### STATED PROBLEM:
Take the records underneath and set them down exactly.

——————————

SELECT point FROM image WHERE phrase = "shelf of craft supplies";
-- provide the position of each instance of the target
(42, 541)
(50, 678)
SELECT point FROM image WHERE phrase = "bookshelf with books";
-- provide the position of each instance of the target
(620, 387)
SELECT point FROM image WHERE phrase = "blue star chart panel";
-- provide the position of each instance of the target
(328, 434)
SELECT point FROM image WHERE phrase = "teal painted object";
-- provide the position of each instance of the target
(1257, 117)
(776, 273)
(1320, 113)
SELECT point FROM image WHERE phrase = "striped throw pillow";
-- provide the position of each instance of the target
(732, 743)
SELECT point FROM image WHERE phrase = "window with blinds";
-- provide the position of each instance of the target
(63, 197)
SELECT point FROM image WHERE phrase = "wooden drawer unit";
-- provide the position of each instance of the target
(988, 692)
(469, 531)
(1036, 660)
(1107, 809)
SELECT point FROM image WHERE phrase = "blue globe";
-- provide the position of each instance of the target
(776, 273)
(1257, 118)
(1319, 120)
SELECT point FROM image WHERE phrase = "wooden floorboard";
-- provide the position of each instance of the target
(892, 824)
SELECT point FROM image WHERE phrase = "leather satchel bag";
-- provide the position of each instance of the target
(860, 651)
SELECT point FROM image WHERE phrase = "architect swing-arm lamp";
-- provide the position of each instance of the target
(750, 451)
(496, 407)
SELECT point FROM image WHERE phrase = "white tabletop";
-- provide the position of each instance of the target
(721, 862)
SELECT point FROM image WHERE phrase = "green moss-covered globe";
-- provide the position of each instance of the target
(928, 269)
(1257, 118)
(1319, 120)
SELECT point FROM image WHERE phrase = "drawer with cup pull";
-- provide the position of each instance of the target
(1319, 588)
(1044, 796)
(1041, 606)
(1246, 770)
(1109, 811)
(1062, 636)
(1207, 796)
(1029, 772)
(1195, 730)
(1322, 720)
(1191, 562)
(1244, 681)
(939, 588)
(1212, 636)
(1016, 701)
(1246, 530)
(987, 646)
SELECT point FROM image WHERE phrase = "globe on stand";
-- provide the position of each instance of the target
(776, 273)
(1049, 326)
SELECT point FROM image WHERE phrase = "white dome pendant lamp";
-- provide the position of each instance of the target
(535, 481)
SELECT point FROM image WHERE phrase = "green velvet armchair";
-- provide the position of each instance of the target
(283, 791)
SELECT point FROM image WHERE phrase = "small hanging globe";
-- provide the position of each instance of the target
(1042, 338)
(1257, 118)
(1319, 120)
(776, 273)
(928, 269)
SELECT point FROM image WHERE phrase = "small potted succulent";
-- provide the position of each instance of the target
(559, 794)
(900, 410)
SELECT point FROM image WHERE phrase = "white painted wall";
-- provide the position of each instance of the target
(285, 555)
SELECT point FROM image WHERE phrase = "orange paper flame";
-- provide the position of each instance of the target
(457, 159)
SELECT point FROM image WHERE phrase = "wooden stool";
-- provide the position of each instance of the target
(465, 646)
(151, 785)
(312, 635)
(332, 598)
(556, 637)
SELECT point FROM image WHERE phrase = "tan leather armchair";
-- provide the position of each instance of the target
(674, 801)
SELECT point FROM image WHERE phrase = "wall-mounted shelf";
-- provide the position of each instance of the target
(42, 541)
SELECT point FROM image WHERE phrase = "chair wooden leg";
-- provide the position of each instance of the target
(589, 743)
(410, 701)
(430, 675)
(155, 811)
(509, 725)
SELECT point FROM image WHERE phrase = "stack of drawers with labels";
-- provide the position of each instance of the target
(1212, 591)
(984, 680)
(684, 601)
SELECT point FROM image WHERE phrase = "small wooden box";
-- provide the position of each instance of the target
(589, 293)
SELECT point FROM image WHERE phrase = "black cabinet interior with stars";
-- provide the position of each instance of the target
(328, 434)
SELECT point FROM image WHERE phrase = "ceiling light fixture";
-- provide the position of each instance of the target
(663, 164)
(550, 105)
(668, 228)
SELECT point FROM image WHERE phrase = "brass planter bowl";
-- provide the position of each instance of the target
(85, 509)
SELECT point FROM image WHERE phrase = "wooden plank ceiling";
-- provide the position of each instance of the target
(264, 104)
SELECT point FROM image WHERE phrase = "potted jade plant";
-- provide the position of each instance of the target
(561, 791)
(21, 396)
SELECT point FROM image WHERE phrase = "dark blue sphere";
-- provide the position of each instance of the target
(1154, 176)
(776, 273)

——————————

### ANSWER BELOW:
SELECT point FROM image WHERE phrase = "shelf of craft supplies";
-- provide the position of each instance of the target
(42, 541)
(50, 678)
SELECT point FROM image WHERE phrase = "bookshelf with books";
-- provide the position of each instance of the target
(620, 387)
SELECT point FROM image WHERE phrase = "blue star chart panel";
-- provide the position of each instance of the target
(328, 434)
SELECT point FROM image WHERE phrase = "teal painted object";
-- provide the position of each instance of the target
(1257, 117)
(776, 273)
(1320, 113)
SELECT point FROM image WHERE phrase = "striped throw pillow";
-- provide the position of each instance of the target
(732, 743)
SELECT point FROM image WHERE phrase = "window with blinds";
-- provide the position of each instance of the target
(63, 197)
SELECT point FROM image WHERE phrase = "wooden drawer unit";
-- provide the position of each instance of the target
(988, 692)
(469, 531)
(1036, 660)
(1107, 809)
SELECT point FROM image WHERE phrase = "blue globe";
-- provide the position of each instance of the target
(776, 273)
(1257, 118)
(1319, 120)
SELECT point FROM image WHERE phrase = "wooden floorboard";
-- provide the position of each instance of the target
(892, 824)
SELECT point FROM image WHERE phrase = "leather satchel bag";
-- provide the position of each instance of the target
(860, 651)
SELECT point FROM image WHERE phrase = "architect swing-arm lamp";
-- provide the position of each instance of the target
(750, 451)
(496, 407)
SELECT point FROM image WHERE phrase = "white tabletop";
-- provide the position of each instance of the target
(721, 862)
SELECT point FROM image WHERE phrase = "green moss-covered globe";
-- provide the position of each instance of the target
(928, 269)
(1257, 118)
(1319, 120)
SELECT point FROM image WHERE phrase = "drawer with cup pull";
-- provide the position of each instance of the target
(1319, 588)
(1044, 796)
(1041, 606)
(1246, 770)
(1109, 811)
(1062, 636)
(1207, 796)
(1029, 772)
(1195, 730)
(1322, 720)
(1191, 562)
(1244, 681)
(939, 588)
(1212, 636)
(1016, 701)
(1246, 530)
(987, 646)
SELECT point FROM image WHERE phrase = "globe on stand";
-- provide the position of each instance of the target
(776, 273)
(1049, 326)
SELECT point FROM image WHERE phrase = "white dome pendant lamp";
-- provide the position of each instance of the target
(535, 481)
SELECT point FROM image WHERE phrase = "green velvet armchair";
-- provide the position of each instance of the target
(283, 791)
SELECT point FROM image WHERE phrase = "small hanging globe";
-- provide the position of each instance of the target
(1042, 338)
(1257, 118)
(1319, 120)
(776, 273)
(928, 269)
SELECT point FROM image WHERE phrase = "small potted succulent";
-- provide the position of each instance of the target
(559, 794)
(900, 410)
SELECT point FROM image WHERE phrase = "white painted wall";
-- provide the position of each instance of the target
(285, 555)
SELECT point FROM image WHERE phrase = "orange paper flame";
-- provide the position of each instance of the target
(457, 159)
SELECT point FROM image WHERE phrase = "wooden stool";
-- provide the position of each instance of the target
(465, 646)
(151, 785)
(312, 635)
(332, 598)
(556, 637)
SELECT point FROM image WHERE phrase = "tan leather armchair";
-- provide the position of each instance of the target
(674, 801)
SELECT point FROM image WHERE phrase = "wall-mounted shelf";
-- provide the position of each instance of the target
(42, 541)
SELECT point FROM image WHERE phrase = "chair wooden leg";
-- provide the position of each instance of the target
(589, 743)
(410, 701)
(430, 675)
(155, 811)
(509, 725)
SELECT point FROM image WHERE phrase = "stack of drawers with labels";
-- provide the position of each instance of the target
(1212, 591)
(984, 680)
(684, 601)
SELECT point FROM image WHERE phrase = "small wooden box";
-- provide the position of each instance of the target
(589, 293)
SELECT point FROM image WHERE phrase = "black cabinet interior with stars";
-- provide the position of each instance of the target
(328, 434)
SELECT point FROM image WHERE phrase = "ceiling light fixture";
-- provide the position of each instance of the target
(663, 164)
(550, 105)
(668, 228)
SELECT point FROM image WHERE phrase = "brass planter bowl";
-- provide the position of each instance of the target
(85, 509)
SELECT point FROM image WHERE phrase = "wooden plank ceiling";
-- provide the position of each instance of the target
(264, 104)
SELECT point FROM image WHERE phrase = "potted jade plant";
-- provide the position of each instance of the target
(561, 791)
(21, 396)
SELECT point FROM image WHERE phrase = "dark blue sphere";
-- provide the position of each instance of the target
(1154, 176)
(776, 273)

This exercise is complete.